◆ **PASSAGE**:
+-------+

Under section 19 to 26 of the WPA, the rights and claims of local villages have to be settled first. A public notification has to be issued. The Collector is expected to examine claims, determine rights and arrange for payment of compensation. Villages can also be permitted to live in the sanctuary area. A process has been laid down. In a ‘reserved forest’ area, the provisions of the Indian Forest Act, 1927 apply. A Forest Settlement Officer is appointed by the state government to conduct the process of settlement before acquiring village land. Yet none of these norms were followed. “The Supreme Court has said categorically in the Narmada Dam case that landless people should be rehabilitated. Two acres must be given to agricultural workers. Then the same rule should be applied in cities,” says Azad. Residents of Bhagirath Nagar were to be relocated to Jaunapur, about 5 km away. Around Rs 20 crore was allocated for this resettlement. But the Association of Farm House Owners objected since they did not want poor neighbours. Instead of getting a small 170 square foot home in Jaunapur with facilities, the community was told to go to the hellish ‘resettlement’ colonies of Holambi Kalan or Bawana. “Why should we go to Bawana or Holambi Kalan. For illegal slums they fixed 1990 as the cut off date. We are living in this legal village since late 1960s,” says Chandrapal.

+-------+

◆ **RECORD EXCERPTS**:
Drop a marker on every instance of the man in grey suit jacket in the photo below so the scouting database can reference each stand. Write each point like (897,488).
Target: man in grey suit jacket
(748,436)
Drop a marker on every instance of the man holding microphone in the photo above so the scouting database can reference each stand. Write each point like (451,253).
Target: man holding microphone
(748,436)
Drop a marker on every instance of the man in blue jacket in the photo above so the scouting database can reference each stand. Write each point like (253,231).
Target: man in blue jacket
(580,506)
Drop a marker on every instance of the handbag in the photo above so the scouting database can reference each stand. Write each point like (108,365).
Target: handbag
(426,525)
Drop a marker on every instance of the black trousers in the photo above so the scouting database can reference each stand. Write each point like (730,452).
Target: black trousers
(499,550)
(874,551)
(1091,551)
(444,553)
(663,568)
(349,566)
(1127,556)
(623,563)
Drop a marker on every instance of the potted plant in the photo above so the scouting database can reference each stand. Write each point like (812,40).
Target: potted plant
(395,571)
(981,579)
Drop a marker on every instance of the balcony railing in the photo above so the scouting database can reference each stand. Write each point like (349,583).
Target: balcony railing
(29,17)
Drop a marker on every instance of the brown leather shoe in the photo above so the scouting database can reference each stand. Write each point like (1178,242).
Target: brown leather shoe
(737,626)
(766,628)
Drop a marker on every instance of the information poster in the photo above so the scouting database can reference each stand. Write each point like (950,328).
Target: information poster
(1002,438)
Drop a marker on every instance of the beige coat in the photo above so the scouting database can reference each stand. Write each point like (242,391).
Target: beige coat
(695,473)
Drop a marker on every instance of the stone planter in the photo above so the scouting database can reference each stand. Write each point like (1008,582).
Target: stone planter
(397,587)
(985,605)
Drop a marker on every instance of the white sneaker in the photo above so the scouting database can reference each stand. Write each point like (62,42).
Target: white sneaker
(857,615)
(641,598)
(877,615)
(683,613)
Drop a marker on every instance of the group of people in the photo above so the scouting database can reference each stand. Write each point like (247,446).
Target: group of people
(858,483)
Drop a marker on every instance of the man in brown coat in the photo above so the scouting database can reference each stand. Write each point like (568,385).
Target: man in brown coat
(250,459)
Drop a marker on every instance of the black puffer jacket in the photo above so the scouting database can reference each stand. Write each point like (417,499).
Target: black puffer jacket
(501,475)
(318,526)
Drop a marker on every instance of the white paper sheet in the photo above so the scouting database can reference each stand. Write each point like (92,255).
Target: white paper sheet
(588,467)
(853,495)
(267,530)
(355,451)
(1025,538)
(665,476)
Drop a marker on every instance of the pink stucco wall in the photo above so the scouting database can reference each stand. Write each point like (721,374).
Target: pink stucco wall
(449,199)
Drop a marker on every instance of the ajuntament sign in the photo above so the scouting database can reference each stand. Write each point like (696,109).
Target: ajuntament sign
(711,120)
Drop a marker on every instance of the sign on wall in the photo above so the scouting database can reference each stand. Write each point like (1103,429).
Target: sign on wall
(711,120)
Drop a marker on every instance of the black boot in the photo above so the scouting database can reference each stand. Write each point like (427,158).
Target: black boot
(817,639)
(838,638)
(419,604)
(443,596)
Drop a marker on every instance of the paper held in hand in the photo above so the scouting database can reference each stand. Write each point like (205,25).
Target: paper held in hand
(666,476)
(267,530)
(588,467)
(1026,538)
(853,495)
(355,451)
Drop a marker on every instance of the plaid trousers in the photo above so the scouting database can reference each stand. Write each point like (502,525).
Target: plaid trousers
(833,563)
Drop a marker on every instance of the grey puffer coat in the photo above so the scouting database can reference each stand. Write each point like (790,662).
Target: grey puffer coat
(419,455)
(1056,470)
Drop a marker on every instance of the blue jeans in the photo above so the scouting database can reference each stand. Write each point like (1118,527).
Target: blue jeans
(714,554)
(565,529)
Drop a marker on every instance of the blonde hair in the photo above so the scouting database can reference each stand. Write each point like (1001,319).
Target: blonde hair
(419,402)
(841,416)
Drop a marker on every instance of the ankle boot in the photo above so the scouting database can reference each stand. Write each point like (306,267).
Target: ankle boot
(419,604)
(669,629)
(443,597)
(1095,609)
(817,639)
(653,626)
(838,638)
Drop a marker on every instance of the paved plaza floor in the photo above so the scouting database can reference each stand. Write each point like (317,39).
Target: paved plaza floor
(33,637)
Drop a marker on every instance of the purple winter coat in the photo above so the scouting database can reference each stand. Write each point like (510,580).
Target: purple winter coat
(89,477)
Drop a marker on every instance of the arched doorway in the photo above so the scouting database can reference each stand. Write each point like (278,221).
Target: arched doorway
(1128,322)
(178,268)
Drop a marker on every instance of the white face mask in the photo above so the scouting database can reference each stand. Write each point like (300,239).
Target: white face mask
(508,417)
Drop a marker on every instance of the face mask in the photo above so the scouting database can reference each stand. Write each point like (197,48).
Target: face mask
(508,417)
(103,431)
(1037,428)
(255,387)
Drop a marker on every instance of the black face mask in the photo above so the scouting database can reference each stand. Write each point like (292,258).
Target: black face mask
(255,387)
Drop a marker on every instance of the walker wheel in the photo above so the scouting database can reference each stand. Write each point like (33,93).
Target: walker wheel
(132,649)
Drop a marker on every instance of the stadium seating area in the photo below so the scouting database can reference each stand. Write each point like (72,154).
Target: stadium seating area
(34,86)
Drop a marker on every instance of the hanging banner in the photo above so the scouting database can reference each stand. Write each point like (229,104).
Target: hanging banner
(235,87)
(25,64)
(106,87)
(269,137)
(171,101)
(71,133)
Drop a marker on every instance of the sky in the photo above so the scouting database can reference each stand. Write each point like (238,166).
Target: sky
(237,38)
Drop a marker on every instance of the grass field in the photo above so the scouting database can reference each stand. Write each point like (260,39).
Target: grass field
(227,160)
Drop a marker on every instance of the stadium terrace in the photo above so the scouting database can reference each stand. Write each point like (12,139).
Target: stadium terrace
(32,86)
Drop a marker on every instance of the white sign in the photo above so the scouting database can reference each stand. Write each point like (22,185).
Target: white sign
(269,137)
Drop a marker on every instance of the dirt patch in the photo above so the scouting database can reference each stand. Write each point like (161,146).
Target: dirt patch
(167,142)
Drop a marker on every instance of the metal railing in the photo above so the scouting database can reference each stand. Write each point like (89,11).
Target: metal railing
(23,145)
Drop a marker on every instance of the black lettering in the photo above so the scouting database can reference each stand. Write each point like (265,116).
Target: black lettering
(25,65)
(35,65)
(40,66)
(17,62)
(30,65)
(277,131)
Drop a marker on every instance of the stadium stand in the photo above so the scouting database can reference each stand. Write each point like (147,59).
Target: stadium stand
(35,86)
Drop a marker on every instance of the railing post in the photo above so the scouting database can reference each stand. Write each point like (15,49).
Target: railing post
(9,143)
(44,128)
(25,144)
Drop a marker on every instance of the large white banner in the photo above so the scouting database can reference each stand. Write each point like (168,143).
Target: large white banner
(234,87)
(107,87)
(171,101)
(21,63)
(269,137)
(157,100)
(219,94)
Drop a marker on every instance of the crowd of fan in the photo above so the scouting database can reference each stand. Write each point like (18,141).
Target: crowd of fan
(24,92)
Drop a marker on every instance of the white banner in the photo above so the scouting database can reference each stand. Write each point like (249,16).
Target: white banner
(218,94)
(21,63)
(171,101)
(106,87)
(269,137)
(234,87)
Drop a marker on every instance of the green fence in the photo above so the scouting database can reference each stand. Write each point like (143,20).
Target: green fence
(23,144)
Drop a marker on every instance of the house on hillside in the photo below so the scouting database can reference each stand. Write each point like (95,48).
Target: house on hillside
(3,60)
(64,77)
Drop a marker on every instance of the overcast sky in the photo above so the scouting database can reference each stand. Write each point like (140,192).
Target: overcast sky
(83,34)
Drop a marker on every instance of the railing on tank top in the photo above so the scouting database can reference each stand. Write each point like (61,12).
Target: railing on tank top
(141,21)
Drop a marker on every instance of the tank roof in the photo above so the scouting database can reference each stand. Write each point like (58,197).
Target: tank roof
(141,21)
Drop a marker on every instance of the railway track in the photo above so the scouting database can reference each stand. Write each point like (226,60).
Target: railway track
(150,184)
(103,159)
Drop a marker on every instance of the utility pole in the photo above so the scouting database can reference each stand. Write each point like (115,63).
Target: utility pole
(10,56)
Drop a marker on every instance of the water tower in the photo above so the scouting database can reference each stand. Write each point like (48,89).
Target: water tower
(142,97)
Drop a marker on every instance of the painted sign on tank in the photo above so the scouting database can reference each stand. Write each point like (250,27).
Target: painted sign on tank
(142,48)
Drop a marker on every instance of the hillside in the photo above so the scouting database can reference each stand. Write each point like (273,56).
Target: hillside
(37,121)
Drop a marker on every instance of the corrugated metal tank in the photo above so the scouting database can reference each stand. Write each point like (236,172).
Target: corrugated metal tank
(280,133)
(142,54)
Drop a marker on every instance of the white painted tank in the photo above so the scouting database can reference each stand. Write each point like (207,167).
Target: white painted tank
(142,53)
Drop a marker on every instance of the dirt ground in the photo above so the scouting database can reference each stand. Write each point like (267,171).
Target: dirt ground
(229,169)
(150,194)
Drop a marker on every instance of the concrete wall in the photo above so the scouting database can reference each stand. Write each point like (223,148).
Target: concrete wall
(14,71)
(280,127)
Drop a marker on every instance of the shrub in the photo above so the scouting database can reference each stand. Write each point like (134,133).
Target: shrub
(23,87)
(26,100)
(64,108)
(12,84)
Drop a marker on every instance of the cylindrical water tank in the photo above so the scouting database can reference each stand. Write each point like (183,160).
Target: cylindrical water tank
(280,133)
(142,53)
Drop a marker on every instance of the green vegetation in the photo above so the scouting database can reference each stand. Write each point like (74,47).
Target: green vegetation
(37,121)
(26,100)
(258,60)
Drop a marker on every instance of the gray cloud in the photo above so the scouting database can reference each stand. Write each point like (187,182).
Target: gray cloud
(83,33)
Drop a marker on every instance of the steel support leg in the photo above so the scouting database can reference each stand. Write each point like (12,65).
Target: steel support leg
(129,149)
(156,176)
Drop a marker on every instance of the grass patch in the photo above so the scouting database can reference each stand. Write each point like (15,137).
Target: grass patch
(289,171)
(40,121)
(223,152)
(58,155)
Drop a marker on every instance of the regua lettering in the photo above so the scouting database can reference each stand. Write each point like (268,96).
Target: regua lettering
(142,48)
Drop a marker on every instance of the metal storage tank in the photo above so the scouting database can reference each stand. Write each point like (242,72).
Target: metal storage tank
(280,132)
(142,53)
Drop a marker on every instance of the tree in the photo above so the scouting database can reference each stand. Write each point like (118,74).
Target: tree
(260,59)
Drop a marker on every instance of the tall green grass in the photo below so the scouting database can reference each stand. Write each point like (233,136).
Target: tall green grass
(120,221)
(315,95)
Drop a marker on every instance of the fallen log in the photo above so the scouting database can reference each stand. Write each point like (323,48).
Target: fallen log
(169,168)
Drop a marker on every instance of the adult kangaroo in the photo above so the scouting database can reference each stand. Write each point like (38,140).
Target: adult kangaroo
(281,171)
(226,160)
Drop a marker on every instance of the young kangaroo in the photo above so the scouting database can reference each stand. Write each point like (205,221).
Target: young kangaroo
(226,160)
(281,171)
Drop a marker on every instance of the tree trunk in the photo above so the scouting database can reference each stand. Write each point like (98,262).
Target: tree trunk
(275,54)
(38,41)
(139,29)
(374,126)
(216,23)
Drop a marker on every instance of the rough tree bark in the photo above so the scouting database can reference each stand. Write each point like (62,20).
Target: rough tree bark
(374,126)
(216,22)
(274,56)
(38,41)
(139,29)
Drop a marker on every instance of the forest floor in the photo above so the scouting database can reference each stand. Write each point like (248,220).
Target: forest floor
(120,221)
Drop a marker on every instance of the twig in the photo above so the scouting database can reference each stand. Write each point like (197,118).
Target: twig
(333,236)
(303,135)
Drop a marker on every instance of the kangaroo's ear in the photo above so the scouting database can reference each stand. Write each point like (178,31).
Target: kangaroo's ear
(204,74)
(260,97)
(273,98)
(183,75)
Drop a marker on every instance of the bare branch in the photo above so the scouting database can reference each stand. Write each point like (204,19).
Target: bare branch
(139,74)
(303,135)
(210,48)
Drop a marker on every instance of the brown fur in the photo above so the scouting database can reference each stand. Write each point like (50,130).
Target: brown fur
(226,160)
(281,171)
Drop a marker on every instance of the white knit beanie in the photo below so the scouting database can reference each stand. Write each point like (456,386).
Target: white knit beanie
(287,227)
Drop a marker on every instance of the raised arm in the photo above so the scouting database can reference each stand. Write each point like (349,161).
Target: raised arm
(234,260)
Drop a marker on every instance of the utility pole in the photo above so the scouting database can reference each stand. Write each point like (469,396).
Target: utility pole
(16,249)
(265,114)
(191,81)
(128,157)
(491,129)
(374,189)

+-------+

◆ **ACTIONS TO TAKE**:
1. Using the Bhagirath Nagar passage, say whether each statement agrees with it. Answer yes or no and quote the deciding words.
(a) Bhagirath Nagar residents were meant to move to Jaunapur, about 5 km away.
(b) The central government appoints the Forest Settlement Officer.
(c) Chandrapal says the village has been lived in since the 1990s.
2. Condense the paragraph of the Bhagirath Nagar passage that begins "Under section 19 to 26 of the WPA" into a bulleted list that keeps its main facts.
3. Answer these questions from the Bhagirath Nagar passage.
(a) Which law applies in a reserved forest area?
(b) About how much money was allocated for the resettlement?
(c) Which group objected to the relocation to Jaunapur?
The records were taken from a separate source.

◆ **ANSWERS TO THE EXERCISE**:
1.
(a) Yes: "Residents of Bhagirath Nagar were to be relocated to Jaunapur, about 5 km away."
(b) No: "A Forest Settlement Officer is appointed by the state government."
(c) No: "We are living in this legal village since late 1960s."

2.
- Sections 19 to 26 of the WPA require that village rights and claims be settled first. This requires a public notification, and the Collector examines claims, determines rights and arranges compensation.
- Villages may be allowed to stay in a sanctuary area.
- In a reserved forest, the Indian Forest Act, 1927 applies. A Forest Settlement Officer appointed by the state government conducts settlement before village land is acquired.
- None of these norms were followed.
- Azad cites the Supreme Court's Narmada Dam ruling: landless people should be rehabilitated, agricultural workers should get two acres, and the same rule should apply in cities.
- Bhagirath Nagar residents were to be relocated to Jaunapur, about 5 km away, with around Rs 20 crore allocated.
- The Association of Farm House Owners objected because they did not want poor neighbours.
- Instead of small 170 square foot homes in Jaunapur, residents were told to go to Holambi Kalan or Bawana.
- Chandrapal notes that illegal slums had a 1990 cut-off date, while this legal village has been lived in since the late 1960s.

3.
(a) The Indian Forest Act, 1927.
(b) Around Rs 20 crore.
(c) The Association of Farm House Owners.